What you have to do: Write out the lines from the line containing "Where can the air" through the final line of the listing below, exactly, omitting every other line.

Input data:
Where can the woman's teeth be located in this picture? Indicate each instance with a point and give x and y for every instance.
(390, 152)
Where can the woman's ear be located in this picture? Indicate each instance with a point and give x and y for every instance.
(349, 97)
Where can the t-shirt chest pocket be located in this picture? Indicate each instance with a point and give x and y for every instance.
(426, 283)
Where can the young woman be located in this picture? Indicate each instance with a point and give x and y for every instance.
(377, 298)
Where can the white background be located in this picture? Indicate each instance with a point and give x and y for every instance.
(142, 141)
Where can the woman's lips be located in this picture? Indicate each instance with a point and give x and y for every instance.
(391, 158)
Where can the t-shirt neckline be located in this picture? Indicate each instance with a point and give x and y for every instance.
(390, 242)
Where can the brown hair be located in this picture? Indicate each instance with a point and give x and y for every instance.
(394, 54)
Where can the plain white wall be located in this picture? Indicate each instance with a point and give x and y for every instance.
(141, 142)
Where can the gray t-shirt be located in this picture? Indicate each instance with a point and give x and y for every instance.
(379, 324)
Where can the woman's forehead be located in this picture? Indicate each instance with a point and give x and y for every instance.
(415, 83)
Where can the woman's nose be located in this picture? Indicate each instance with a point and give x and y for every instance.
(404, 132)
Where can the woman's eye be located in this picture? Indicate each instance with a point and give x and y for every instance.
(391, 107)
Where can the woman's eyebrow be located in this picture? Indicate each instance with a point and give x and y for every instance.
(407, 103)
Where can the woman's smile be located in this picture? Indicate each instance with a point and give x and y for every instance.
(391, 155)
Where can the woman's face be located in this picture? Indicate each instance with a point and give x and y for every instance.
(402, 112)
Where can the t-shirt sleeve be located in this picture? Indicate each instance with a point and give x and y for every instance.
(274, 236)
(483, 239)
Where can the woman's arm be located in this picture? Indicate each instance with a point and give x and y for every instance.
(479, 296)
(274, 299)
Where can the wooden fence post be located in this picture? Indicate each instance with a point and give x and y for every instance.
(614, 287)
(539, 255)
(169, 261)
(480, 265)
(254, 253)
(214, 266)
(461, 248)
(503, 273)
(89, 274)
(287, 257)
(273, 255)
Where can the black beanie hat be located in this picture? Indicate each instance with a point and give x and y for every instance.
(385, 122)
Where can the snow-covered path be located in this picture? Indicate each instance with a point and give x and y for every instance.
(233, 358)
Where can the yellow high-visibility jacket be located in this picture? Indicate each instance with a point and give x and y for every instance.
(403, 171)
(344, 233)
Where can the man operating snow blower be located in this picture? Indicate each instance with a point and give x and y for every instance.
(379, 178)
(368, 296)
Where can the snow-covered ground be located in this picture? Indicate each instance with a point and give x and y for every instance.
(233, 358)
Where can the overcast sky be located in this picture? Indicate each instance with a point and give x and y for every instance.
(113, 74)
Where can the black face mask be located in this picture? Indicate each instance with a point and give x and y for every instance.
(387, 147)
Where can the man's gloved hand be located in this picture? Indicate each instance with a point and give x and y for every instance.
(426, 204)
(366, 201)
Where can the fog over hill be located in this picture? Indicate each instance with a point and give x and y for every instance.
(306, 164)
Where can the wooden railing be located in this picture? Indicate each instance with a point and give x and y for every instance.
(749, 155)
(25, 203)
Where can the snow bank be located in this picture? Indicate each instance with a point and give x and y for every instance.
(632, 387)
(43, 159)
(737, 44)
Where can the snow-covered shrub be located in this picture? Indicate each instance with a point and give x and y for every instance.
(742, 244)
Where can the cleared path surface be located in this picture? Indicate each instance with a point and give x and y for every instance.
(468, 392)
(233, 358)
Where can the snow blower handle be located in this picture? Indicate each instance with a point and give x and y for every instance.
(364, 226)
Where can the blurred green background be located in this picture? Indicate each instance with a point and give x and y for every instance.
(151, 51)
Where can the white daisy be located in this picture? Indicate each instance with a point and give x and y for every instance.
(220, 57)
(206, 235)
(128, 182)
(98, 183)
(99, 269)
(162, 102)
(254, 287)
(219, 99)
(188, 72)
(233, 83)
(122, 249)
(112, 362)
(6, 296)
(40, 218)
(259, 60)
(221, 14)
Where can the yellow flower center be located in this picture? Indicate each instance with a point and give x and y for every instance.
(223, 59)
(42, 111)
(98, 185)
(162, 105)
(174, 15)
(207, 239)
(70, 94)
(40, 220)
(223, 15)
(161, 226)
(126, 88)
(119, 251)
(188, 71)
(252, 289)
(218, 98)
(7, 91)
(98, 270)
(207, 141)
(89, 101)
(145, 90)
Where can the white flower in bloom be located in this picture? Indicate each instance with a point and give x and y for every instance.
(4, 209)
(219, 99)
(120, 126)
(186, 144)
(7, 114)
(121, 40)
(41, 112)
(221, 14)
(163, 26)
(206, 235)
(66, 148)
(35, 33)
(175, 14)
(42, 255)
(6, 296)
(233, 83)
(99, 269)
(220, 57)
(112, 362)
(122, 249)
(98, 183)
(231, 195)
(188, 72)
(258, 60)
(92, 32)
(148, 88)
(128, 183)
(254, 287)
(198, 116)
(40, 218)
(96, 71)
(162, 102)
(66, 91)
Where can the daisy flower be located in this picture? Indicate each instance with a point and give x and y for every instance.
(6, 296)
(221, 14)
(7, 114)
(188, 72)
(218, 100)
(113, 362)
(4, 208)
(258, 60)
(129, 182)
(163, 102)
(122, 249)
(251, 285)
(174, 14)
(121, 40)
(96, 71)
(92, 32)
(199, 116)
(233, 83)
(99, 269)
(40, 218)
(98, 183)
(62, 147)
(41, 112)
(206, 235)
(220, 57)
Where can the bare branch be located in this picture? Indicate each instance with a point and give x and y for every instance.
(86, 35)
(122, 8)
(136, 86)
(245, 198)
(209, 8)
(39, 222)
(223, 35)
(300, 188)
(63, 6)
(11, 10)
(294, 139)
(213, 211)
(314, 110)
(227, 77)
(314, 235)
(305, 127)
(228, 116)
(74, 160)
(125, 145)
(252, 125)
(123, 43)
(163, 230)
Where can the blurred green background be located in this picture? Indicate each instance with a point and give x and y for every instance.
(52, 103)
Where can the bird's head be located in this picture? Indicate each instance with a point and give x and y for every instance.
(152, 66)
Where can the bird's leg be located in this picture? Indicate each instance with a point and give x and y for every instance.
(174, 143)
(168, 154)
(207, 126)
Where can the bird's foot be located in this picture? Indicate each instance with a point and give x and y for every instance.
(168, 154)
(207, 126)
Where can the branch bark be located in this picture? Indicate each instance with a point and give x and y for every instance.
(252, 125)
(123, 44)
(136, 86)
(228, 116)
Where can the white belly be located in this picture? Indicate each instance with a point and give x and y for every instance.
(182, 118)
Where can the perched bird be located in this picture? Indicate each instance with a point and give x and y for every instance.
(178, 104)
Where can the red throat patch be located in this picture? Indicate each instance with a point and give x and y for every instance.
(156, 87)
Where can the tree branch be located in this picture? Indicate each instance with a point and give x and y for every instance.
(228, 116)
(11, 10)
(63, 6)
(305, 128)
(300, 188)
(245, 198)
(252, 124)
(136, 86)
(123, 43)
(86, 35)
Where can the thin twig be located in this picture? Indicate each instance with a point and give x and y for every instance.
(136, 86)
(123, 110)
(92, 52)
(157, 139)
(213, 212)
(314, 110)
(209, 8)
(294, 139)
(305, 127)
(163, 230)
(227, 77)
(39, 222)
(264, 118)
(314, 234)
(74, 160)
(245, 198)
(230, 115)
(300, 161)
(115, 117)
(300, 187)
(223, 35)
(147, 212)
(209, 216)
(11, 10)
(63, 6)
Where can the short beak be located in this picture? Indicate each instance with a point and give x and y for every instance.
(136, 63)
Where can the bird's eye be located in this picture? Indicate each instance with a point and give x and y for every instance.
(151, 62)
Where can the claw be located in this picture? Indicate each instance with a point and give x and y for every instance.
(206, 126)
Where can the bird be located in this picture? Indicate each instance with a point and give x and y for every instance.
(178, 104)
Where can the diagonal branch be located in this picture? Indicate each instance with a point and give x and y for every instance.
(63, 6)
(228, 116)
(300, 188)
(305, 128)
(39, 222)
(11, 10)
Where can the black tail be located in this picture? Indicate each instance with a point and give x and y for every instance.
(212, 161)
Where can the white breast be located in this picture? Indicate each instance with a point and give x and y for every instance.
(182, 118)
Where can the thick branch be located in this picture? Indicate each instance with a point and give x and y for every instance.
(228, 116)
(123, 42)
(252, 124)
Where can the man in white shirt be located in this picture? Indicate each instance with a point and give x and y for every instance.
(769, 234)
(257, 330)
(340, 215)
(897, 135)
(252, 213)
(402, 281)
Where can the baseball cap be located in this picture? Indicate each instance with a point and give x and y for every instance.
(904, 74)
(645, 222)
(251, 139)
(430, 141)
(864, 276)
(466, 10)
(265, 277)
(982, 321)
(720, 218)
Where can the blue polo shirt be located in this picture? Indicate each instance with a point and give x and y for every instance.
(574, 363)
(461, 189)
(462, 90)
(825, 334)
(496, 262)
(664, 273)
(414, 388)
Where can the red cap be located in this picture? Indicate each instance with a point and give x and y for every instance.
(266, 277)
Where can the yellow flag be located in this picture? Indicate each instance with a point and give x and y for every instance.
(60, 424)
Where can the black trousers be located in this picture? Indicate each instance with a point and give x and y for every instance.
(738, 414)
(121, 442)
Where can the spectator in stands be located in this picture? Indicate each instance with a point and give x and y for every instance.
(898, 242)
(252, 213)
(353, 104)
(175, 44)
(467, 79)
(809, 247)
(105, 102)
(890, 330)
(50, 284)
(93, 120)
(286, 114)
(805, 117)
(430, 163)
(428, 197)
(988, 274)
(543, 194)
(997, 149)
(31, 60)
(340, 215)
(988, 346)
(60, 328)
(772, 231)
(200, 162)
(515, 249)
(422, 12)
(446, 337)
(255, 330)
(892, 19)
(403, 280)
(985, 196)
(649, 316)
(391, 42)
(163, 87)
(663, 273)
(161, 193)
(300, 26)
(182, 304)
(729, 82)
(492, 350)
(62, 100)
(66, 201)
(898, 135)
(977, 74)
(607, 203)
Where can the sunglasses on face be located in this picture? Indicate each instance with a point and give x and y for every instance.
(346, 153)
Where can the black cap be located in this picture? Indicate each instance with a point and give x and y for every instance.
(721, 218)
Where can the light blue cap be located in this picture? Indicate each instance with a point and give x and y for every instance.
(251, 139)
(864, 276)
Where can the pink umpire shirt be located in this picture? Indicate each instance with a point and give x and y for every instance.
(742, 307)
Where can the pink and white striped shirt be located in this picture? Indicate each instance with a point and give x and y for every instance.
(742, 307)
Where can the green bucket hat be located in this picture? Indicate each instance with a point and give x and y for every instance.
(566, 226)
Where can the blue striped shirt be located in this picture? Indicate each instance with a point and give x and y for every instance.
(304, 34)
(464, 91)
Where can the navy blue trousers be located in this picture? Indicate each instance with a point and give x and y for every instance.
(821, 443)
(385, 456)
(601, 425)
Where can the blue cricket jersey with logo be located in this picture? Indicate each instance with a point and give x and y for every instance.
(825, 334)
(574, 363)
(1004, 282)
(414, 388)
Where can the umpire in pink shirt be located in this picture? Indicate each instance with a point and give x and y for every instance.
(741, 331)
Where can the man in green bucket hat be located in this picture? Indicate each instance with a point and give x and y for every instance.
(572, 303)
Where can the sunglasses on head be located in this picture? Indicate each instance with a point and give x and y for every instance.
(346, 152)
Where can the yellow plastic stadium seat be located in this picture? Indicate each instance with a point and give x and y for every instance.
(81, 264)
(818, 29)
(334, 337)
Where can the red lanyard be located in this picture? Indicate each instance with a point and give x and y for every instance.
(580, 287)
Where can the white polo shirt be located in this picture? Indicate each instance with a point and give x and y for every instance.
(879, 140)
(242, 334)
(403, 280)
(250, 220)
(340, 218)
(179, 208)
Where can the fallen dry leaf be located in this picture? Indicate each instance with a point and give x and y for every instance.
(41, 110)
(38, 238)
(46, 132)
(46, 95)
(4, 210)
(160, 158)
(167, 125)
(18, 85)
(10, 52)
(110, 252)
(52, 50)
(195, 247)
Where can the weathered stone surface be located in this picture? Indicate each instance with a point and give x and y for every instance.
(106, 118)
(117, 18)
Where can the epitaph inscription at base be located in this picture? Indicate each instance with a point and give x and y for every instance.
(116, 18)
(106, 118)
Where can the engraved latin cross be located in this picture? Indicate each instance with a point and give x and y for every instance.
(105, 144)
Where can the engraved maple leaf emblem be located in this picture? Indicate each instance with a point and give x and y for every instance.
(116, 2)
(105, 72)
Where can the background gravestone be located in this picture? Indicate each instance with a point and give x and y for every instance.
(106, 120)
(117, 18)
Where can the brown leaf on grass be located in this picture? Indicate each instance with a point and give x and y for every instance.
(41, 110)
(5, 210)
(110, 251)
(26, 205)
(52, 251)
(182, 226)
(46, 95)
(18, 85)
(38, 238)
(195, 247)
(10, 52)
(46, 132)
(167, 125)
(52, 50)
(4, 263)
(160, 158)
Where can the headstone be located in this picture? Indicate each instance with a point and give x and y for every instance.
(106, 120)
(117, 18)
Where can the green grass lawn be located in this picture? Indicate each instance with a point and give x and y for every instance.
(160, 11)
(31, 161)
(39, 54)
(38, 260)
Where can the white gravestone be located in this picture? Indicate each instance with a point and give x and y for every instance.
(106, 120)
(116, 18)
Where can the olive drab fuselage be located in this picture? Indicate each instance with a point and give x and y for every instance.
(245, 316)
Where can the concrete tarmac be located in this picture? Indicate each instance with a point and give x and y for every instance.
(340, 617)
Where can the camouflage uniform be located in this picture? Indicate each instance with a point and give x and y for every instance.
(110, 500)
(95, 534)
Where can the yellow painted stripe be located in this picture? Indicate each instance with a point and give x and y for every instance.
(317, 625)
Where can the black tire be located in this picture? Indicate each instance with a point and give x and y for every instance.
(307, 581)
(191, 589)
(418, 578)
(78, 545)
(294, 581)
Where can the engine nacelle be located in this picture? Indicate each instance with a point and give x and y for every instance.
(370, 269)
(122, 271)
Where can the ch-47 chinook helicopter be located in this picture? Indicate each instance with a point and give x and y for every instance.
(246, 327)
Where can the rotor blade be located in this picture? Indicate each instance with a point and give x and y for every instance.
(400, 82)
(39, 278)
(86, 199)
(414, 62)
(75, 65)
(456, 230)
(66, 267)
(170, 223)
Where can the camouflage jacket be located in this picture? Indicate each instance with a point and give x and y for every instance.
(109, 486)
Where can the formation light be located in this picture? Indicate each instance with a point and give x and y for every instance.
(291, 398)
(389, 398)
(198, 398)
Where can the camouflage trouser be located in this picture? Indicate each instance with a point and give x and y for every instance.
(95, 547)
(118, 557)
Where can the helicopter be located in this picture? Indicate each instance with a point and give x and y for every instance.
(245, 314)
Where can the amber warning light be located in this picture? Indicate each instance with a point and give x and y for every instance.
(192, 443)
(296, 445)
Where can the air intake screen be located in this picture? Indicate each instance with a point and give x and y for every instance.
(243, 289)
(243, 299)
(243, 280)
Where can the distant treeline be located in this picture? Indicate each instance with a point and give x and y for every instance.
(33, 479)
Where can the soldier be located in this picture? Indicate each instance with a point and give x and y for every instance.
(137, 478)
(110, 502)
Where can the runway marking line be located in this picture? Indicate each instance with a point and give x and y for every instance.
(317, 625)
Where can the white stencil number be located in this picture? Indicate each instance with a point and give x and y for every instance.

Expected answer:
Where can the air intake screen be located in this picture? Indicate each instance with a point and give x and y for every instance.
(243, 289)
(243, 299)
(243, 280)
Where can the distant treeline be located in this picture? Indicate each instance with a point and give x and y for every instance.
(33, 479)
Where can the soldier be located in this picture? Indicate each instance with a point and give x and y for every instance.
(137, 478)
(110, 502)
Where can the runway marking line be located in this picture? Indicate each instance with a point and give x and y for every instance.
(317, 625)
Where can the white stencil number be located in this picture? Indicate each instance with a point and give x and y for every instance.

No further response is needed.